[EXTRAIT DU TEXTE]
Le gestionnaire ne se questionne pas à savoir si ces comportements sont acceptables, ils sont tout simplement appliqués. De toute manière, c’est seulement ainsi qu’il peut arriver à connaître ce qui se passe sur le plancher et exercer un contrôle.
La dépossession du pouvoir des travailleuses
La gestion du travail des autres amène la dépossession des travailleuses de leur pouvoir sur leur travail. Le gestionnaire a le temps et la légitimité totale de penser à leur travail, alors que les travailleuses subissent l’optimisation de chaque minute de leur temps. Lorsqu’elles expriment leurs réflexions, on crie à l’audace et à l’ingérence, reléguant leur rôle à celui d’exécutantes. La travailleuse serait en mesure, avec ses collègues de réfléchir à leurs pratiques et à s’organiser. Mais on ne leur en laisse pas l’opportunité.
“Je lui ai dit qu’il devait agir tout de suite pour prévenir des gens soient contaminés. Il m’a exigé de ne pas agir, de retourner à mon travail. Il est revenu me voir trois heures plus tard pour me dire qu’un commis lui avait donné les consignes d’agir, qui étaient les mêmes que les miennes. Après, il a dit au comité que c’était lui qui avait pris les mesures de sécurité.”
Le gestionnaire qui agit comme l’unique voix des travailleuses auprès des instances supérieures dépossède ces dernières de leur voix. Il parle à leur place, ce qui est contraire aux principes d’empowerment. On ne veut pas d’un leader, mais plutôt que chaque travailleuse ait l’opportunité de se réaliser dans son travail.
Une structure nuisible
La gestion par autrui n’est pas seulement nuisible pour les travailleuses, elle l’est aussi pour le gestionnaire. Celui-ci se retrouve contraint à écouter les doléances des travailleuses – si seulement elles osent les exprimer – sans pour autant avoir possibilité d’agir pour changer les choses. Lorsqu’il s’exprime en faveur des revendications des travailleuses, les changements seront de toute manière imposés par le supérieur du gestionnaire.
“À mon hôpital, j’ai vu des gestionnaires quitter leurs postes pour revenir sur le plancher. Ils ne voulaient plus appliquer les réorganisations. Et sans blagues, plusieurs jeunes essaient la gestion surtout dans le public et en santé, et ils ne font pas long feu.”
À la fin, le “bon” gestionnaire dont les travailleuses parlent, c’est quelqu’un qui les écoute et qui travaillera avec elles à exercer de la pression sur la direction de l’établissement de santé pour améliorer leur contexte de travail. Le gestionnaire qui prend des décisions seulement selon ces critères n’existe pas parce que la structure dans laquelle il travaille ne lui permet pas d’agir ainsi. Tous les gestionnaires qui tenteront de réaliser cet objectif souffriront à cet exercice, et s’ils y parviennent, ils perdront leur emploi.
L’autre “bon” gestionnaire, c’est celui qui sourit, qui vient faire son tour sur le plancher pour demander “comment ça va?”. Par contre, il devra quand même utiliser les techniques de gestion afin de parvenir à remplir son mandat de gérer les troupes. Parce qu’il est sympathique, ce sera simplement plus facile de lui pardonner ses actes. Le prix à payer demeure.
L’idée du “bon” gestionnaire est un mythe fabriqué pour apaiser la conscience des personnes qui se trouvent dans cette position et qui refusent de questionner la structure qui participe aux inégalités de pouvoir. La gestion par autrui brime le droit à l’auto-détermination des travailleuses. Elle représente un court-circuit à la démocratie; plutôt que de créer l’opportunité pour que travailleuses prennent le temps de s’organiser à leur manière, on a mis en place une personne en autorité sur elles, qui aura la légitimité et le pouvoir de parole et de décision.

[Entrées enregistrées]
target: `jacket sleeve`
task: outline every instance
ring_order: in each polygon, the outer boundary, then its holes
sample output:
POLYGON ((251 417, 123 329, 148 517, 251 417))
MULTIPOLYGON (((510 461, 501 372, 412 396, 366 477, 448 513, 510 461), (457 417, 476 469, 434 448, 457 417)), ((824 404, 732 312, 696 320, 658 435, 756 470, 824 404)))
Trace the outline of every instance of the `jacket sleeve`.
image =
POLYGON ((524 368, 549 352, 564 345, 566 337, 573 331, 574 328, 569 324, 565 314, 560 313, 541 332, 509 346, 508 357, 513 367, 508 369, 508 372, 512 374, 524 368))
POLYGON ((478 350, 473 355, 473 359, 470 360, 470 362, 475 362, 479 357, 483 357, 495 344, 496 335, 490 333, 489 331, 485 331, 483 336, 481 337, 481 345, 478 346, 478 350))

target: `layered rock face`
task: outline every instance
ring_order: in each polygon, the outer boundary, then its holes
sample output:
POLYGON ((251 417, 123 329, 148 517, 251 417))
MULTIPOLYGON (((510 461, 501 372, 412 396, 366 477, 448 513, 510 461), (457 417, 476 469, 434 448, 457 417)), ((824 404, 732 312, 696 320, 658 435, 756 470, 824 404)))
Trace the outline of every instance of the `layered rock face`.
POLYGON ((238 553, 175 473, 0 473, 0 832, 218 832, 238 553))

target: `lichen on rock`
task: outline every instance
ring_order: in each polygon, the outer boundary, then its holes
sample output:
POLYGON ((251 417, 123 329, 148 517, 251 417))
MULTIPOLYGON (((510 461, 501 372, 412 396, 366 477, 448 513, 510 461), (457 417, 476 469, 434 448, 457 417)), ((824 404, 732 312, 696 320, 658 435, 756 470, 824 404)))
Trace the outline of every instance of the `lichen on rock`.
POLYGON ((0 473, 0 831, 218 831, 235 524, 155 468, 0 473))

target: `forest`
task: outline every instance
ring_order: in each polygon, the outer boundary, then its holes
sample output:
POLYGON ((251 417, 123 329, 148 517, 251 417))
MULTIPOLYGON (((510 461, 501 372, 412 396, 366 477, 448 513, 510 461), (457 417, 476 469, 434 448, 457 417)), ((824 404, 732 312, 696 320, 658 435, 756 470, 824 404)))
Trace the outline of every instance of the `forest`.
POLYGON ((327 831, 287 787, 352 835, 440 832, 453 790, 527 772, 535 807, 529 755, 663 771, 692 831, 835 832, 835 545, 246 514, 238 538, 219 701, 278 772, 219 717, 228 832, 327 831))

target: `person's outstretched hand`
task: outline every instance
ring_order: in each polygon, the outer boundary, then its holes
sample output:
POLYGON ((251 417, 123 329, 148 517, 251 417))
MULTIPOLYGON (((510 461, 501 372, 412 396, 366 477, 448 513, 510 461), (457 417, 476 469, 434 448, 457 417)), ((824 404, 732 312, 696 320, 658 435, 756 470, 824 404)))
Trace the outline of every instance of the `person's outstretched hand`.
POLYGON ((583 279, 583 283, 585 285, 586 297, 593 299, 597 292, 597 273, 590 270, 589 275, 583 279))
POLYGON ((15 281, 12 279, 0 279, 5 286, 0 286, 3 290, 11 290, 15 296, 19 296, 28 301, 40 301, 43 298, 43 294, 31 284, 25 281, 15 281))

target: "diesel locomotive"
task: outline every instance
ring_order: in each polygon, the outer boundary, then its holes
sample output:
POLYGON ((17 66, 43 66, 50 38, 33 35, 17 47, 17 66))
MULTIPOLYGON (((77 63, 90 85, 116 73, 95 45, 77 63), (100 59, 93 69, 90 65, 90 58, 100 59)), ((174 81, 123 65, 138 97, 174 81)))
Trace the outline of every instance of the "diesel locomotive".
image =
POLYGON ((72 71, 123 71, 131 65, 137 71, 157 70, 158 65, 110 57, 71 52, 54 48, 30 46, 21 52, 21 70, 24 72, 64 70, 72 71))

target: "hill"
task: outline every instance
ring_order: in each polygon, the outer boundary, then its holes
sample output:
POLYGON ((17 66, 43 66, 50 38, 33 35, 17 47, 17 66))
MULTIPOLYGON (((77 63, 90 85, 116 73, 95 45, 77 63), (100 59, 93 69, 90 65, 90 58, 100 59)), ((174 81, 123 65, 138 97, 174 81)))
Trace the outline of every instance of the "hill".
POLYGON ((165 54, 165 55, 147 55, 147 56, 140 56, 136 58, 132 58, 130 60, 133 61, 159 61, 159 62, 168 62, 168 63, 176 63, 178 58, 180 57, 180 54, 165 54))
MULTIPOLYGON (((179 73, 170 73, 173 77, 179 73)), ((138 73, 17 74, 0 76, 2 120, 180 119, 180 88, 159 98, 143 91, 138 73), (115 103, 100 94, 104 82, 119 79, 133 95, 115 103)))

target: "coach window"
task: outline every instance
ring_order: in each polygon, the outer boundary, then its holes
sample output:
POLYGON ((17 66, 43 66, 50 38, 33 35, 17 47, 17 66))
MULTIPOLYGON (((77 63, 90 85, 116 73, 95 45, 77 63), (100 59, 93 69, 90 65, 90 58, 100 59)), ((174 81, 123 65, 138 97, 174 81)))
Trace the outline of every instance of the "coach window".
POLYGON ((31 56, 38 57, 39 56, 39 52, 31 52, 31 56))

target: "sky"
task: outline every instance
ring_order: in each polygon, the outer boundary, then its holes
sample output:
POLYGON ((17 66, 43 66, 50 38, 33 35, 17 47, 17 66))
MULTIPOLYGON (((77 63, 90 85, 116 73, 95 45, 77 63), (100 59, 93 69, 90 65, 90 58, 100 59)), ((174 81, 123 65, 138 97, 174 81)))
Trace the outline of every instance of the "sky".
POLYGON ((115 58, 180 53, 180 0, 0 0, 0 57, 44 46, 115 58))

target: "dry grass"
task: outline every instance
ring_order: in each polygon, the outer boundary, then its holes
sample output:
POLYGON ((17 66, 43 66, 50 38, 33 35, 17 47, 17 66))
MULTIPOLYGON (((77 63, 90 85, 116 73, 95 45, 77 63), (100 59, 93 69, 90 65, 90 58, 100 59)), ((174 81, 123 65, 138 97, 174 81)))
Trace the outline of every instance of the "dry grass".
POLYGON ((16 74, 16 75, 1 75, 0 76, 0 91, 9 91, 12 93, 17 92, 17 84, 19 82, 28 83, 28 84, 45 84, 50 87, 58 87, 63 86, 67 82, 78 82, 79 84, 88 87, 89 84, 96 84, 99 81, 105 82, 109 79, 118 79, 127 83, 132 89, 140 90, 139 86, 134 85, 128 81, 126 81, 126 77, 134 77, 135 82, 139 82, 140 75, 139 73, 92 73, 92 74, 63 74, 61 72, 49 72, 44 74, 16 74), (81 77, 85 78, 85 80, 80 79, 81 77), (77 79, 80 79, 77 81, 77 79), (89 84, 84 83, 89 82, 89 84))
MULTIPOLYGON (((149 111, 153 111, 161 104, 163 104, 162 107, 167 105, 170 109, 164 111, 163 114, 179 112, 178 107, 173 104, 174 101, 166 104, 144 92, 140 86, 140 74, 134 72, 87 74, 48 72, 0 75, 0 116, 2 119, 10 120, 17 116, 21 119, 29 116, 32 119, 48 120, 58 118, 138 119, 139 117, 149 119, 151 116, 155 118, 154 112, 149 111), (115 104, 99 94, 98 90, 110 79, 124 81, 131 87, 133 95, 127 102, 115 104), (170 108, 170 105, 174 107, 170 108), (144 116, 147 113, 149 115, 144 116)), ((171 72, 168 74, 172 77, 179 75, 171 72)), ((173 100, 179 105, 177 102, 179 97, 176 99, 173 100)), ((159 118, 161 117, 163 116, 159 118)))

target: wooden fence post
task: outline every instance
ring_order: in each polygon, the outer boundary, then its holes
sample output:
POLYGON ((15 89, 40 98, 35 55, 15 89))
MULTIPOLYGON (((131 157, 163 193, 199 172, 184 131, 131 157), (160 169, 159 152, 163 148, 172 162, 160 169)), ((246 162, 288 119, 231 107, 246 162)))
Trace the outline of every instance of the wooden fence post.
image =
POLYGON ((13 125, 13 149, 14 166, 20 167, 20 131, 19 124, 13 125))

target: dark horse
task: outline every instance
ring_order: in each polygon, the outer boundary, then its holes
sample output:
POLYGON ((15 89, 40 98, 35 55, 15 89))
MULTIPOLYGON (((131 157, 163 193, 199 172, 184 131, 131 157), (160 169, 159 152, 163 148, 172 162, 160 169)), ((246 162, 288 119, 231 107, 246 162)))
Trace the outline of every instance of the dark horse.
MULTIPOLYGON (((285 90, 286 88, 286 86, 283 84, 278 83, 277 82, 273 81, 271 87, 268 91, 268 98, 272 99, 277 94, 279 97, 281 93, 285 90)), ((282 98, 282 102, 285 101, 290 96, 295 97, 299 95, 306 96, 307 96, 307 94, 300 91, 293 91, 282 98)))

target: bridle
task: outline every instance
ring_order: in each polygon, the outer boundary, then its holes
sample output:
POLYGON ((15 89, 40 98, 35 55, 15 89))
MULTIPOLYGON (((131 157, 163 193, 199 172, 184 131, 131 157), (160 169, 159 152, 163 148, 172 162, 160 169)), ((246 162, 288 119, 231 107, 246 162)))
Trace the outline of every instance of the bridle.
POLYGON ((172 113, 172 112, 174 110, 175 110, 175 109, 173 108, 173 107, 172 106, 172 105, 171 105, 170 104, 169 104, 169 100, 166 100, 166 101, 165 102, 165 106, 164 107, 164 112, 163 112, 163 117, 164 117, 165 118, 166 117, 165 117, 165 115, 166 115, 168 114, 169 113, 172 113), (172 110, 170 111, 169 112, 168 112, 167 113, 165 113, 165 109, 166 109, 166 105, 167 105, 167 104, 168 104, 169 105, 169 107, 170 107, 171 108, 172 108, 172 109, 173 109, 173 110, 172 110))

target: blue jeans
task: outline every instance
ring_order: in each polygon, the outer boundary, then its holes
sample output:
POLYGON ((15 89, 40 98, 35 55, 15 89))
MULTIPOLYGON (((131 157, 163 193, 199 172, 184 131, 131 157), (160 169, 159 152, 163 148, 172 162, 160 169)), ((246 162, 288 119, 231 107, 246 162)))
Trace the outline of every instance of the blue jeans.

[À FAIRE]
A) Résumez en deux phrases le texte sur les gestionnaires.
B) Recopiez mot pour mot un passage du texte sur les gestionnaires : commencez aux mots « Le gestionnaire ne » et arrêtez-vous après « laisse pas l’opportunité. ».
C) Dans le texte sur les gestionnaires, relevez les trois actions du gestionnaire que rapporte le témoignage qui commence par « Je lui ai dit ».

[CORRIGÉ]
A) La gestion du travail des autres enlève aux travailleuses leur pouvoir sur leur travail et les réduit à des exécutantes, tandis que le gestionnaire parle à leur place auprès des instances supérieures. Cette structure nuit aussi au gestionnaire, et l'idée du « bon » gestionnaire est un mythe, car la gestion par autrui brime le droit à l'auto-détermination des travailleuses.

B)
Le gestionnaire ne se questionne pas à savoir si ces comportements sont acceptables, ils sont tout simplement appliqués. De toute manière, c’est seulement ainsi qu’il peut arriver à connaître ce qui se passe sur le plancher et exercer un contrôle.
La dépossession du pouvoir des travailleuses
La gestion du travail des autres amène la dépossession des travailleuses de leur pouvoir sur leur travail. Le gestionnaire a le temps et la légitimité totale de penser à leur travail, alors que les travailleuses subissent l’optimisation de chaque minute de leur temps. Lorsqu’elles expriment leurs réflexions, on crie à l’audace et à l’ingérence, reléguant leur rôle à celui d’exécutantes. La travailleuse serait en mesure, avec ses collègues de réfléchir à leurs pratiques et à s’organiser. Mais on ne leur en laisse pas l’opportunité.

C)
- Il exige de la personne qui témoigne qu'elle n'agisse pas et qu'elle retourne à son travail.
- Il revient trois heures plus tard lui dire qu'un commis lui a donné les consignes d'agir, les mêmes que les siennes.
- Il dit ensuite au comité que c'est lui qui a pris les mesures de sécurité.